BRIEF 1:
Do the following statements agree with the fuel-price excerpt? Give yes or no for each, with the words from the excerpt that settle it, quoted exactly. (a) The AAA reported shortages over the past week in Delaware, Pennsylvania, Virginia and Maryland. (b) About 60 service stations in the Houston area had spot shortages earlier this month. (c) Eliot Engel is a Republican representative from New York.
BRIEF 2:
Transcribe everything in the fuel-price excerpt from "Refiners are replacing" down to "earlier this month.".

TEXT EXCERPT:
>>>>>

Refiners are replacing MTBE, a gasoline additive that fouled drinking water supplies, with ethanol because of changes in fuel rules in the energy legislation Bush signed in August.
Over the past week, shortages have occurred in Delaware, Pennsylvania, Virginia and Maryland, according to the AAA, the nation's largest motoring club. About 60 service stations in the Dallas area experienced spot shortages earlier this month.
``The President offered a piecemeal approach to alternative energy based on programs authorized in years past,'' Representative Eliot Engel, a New York Democrat, said in a statement released after Bush's speech. Part of the reason, is that high fuel costs are in part because of refinery capacity (and in the Northeast, that does include slow processing of summertime fuels by refiners short on ethanol), but are even more impacted by international events, like the U.S.' continued saber rattling at Iran. That has prompted headlines like this:
-- Iran will halt cooperation with the UN's nuclear agency should the country be subjected to sanctions, negotiator Ali Larijani said. He said that such penalties would have ``important consequences for oil,'' Agence France-Presse reported. ... and that keeps the price of a barrel going in only one direction: up.

<<<<<

[Natural-language descriptions of regions]

>>>>>

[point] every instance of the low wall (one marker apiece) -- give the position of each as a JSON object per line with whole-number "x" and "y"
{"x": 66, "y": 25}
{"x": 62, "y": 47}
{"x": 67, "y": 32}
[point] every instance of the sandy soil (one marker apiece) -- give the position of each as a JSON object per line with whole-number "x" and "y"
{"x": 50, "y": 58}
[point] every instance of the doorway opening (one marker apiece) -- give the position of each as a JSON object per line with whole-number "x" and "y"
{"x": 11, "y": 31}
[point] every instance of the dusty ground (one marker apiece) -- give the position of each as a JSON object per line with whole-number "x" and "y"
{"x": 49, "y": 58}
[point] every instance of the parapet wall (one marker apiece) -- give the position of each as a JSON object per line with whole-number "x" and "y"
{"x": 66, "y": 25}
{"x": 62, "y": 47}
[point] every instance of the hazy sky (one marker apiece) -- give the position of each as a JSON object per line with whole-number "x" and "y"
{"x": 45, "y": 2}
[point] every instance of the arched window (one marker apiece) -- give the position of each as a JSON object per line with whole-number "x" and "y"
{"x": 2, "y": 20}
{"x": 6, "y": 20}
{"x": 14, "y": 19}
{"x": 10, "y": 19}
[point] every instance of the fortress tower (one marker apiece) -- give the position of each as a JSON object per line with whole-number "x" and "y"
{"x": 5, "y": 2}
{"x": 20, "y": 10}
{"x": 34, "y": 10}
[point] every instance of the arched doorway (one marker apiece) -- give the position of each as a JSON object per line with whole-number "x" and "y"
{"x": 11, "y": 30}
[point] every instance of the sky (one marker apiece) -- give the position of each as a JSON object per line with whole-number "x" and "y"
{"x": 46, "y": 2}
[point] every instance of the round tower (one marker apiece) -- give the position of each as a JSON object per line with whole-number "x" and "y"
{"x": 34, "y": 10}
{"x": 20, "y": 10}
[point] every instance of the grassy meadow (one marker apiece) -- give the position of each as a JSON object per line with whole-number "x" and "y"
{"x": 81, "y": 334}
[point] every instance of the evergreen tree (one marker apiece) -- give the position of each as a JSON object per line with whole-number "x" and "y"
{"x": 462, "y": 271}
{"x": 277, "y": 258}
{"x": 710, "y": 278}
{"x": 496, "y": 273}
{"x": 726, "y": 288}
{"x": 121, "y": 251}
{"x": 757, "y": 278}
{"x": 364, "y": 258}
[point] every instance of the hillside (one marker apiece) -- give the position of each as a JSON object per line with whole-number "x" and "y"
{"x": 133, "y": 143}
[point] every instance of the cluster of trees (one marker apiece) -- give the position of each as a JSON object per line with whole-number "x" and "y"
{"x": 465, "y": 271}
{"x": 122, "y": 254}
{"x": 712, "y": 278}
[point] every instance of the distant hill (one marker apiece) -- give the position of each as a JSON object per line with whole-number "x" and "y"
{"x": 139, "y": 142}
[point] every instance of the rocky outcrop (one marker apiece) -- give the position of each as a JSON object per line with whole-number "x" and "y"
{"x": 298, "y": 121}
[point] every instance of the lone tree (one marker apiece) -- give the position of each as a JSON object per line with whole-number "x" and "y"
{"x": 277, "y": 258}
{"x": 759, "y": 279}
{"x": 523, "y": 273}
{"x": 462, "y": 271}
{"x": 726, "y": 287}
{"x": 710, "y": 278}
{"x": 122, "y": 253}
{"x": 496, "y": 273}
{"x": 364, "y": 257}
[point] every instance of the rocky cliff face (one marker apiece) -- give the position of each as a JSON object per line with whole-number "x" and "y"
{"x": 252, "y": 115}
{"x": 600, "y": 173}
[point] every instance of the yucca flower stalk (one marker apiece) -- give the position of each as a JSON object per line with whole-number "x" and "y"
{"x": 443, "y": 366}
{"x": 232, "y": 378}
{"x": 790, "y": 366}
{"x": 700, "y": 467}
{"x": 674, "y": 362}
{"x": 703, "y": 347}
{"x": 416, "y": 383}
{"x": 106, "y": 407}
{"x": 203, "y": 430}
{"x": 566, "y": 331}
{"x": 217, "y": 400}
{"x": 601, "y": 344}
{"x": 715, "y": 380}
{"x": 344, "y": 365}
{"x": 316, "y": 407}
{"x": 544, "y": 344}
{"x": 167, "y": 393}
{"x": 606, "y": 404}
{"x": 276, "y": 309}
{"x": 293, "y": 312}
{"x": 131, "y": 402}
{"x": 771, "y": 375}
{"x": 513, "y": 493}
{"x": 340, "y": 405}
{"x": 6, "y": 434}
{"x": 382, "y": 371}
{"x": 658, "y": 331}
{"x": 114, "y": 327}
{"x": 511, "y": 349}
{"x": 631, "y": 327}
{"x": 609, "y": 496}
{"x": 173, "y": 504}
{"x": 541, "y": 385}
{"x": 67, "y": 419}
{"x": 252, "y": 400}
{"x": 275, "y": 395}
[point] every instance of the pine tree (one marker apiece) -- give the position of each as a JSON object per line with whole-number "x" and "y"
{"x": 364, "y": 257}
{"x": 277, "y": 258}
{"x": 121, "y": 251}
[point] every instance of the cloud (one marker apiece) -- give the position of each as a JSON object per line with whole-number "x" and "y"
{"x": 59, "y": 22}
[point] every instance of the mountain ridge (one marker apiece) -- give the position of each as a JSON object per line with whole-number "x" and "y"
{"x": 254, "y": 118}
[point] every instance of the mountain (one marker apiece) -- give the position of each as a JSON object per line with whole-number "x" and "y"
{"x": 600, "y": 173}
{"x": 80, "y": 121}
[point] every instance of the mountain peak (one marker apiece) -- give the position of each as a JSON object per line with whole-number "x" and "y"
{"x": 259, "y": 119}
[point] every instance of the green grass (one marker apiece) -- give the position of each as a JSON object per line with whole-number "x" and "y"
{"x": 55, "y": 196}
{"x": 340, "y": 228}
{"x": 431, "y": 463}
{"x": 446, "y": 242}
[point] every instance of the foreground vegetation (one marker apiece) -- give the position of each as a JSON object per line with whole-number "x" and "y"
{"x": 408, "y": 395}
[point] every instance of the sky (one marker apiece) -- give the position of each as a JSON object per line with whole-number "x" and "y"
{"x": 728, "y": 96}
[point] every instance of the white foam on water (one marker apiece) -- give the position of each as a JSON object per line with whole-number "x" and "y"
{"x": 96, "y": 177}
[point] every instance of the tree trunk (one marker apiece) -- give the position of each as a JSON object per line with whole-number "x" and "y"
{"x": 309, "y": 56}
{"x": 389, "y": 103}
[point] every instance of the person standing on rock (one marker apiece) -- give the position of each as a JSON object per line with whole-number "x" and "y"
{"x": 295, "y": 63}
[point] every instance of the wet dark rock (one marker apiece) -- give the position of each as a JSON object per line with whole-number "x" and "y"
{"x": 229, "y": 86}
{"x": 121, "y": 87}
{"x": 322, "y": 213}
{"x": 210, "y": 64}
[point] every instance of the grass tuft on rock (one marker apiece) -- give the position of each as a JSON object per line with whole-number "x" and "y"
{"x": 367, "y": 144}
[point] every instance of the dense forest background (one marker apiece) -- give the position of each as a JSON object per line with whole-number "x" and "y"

<<<<<

FINAL ANSWER 1:
(a) Yes: "Over the past week, shortages have occurred in Delaware, Pennsylvania, Virginia and Maryland, according to the AAA"
(b) No: "About 60 service stations in the Dallas area experienced spot shortages earlier this month."
(c) No: "Representative Eliot Engel, a New York Democrat"

FINAL ANSWER 2:
Refiners are replacing MTBE, a gasoline additive that fouled drinking water supplies, with ethanol because of changes in fuel rules in the energy legislation Bush signed in August.
Over the past week, shortages have occurred in Delaware, Pennsylvania, Virginia and Maryland, according to the AAA, the nation's largest motoring club. About 60 service stations in the Dallas area experienced spot shortages earlier this month.